▶ GIVEN TASK 1:
According to the article on China's push for homegrown AI chips, how many T-Head Semiconductor chips has Alibaba Cloud installed at the site?

▶ QUOTED TEXT:
--- BEGIN ---

As Washington tightens its stranglehold on advanced semiconductor exports, Beijing has declared war on chip dependency. State authorities and tech giants are now orchestrating an unprecedented mobilization to forge a completely homegrown AI chip ecosystem—one that could reshape the global balance of technological power.

  • State media spotlights local chipmakers

On September 16, 2025, state broadcaster CCTV used its News Simulcast program to spotlight Premier Li Qiang's inspection tour of Gansu and Qinghai. During his visit to the China Unicom Sanjiangyuan Big Data Base and a renewable-powered AI data center in Xining, Li presided over a showcase highlighting the country's domestic AI chipmakers.

The broadcast made no mention of Nvidia. Instead, it underscored that several Chinese processors already outperform the company's A800 GPU designed for China and approach the performance of the H20, reflecting Beijing's intent to promote domestic chips as credible alternatives.

Official data showed the site has agreements covering 1,747 servers with 22,832 accelerators, delivering 3,479 petaflops of capacity. Alibaba Cloud alone has installed 1,024 servers with 16,384 T-Head Semiconductor chips, providing 1,945 petaflops.

The Chinese Academy of Sciences deployed 512 servers equipped with 4,096 MetaX chips (984 petaflops). Beijing Jingyi Automation added 83 servers with 1,328 Biren accelerators (450 petaflops), while Zhonghao Xinying supplied 128 servers delivering 200 petaflops. Upcoming expansions from Tecorigin, Enflame, and Moore Threads are projected to add a further 2,002 petaflops.

In an unusual disclosure, CCTV released side-by-side specifications. Alibaba's T-Head PPU features 96GB of HBM2e memory, 700GB/s bandwidth, and 400W power draw, surpassing Nvidia's A800 and approaching the H20. Biren's 104P comes with 32GB of HBM2e, 256GB/s bandwidth, and 300W consumption. The comparisons reinforced Beijing's message that local firms are prepared to challenge Nvidia's technological dominance.

  • Policy signals: breaking through bottlenecks

Beijing's political support is deepening in step with industry mobilization. Speaking at the Cybersecurity Technology Summit Forum during the 2025 Cybersecurity Week in Kunming on September 15, 2024, Yang Jianwen, deputy director of the Cyberspace Administration of China, said the nation's cybersecurity priorities are shifting from compliance-driven to risk-driven, making self-sufficiency in core technologies a pressing need.

Yang called on leading firms to shoulder responsibility for breaking through "chokepoint" technologies, pool resources to develop indigenous chips, and partner with universities and research institutes to strengthen the ecosystem. Participants included Huawei, Baidu, China Unicom, SenseTime, Iflytek, XPeng Motors, and 10 other major players, signaling that the policy directive is resonating across China's AI supply chain.

  • Localization forecast to surpass 50% by 2027

With Nvidia's supply to China clouded by uncertainty, domestic chipmakers are moving quickly to capture share. Bernstein Research projects China's AI chip demand will reach US$39.5 billion in 2025, with localization rates climbing sharply. Industry forecasts expect local players to command 55% of the market by 2027, up from 17% in 2023.

Firms like Cambricon Technologies and Hygon Information Technology have shown strength in AI inference processors, but capacity expansion will be critical to meeting accelerating demand.

  • Strategic high ground in the global AI race

From high-profile state campaigns to televised performance benchmarks, Beijing is elevating AI chips as both a national security asset and an industrial strategy. The signal is clear: China aims to forge its own "golden shovels" to lessen reliance on Nvidia and strengthen its position in the global AI race.

--- END ---

▶ DATA FOR THE TASK:

--- BEGIN ---

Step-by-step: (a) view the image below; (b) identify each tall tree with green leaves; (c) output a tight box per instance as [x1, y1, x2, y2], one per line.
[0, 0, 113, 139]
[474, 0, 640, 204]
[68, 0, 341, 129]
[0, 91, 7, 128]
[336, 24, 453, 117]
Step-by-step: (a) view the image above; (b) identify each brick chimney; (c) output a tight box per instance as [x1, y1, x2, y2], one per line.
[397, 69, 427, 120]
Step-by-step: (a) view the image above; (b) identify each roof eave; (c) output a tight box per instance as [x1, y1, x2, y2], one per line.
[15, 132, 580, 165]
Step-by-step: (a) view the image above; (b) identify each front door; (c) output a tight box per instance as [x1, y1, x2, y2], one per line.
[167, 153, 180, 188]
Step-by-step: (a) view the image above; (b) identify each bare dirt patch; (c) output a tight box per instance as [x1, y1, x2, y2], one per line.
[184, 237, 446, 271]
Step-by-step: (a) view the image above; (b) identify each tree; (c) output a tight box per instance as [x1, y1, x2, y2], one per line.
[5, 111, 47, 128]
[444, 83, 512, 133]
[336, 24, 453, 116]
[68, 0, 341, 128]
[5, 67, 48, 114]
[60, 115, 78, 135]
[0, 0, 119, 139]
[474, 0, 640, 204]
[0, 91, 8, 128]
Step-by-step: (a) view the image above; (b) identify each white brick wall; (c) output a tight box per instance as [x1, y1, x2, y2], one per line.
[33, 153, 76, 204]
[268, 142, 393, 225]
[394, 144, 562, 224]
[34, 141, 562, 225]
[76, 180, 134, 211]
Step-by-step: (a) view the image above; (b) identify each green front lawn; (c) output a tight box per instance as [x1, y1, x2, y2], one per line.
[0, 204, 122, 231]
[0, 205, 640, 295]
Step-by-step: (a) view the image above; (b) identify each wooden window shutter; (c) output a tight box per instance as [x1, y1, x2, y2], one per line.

--- END ---

▶ GIVEN TASK 2:
Filter the records and copy every line that contains the string "brick". Case counts.

▶ COMPLETE ANSWER 1:
16,384

▶ COMPLETE ANSWER 2:
Step-by-step: (a) view the image above; (b) identify each brick chimney; (c) output a tight box per instance as [x1, y1, x2, y2], one per line.
Step-by-step: (a) view the image above; (b) identify each white brick wall; (c) output a tight box per instance as [x1, y1, x2, y2], one per line.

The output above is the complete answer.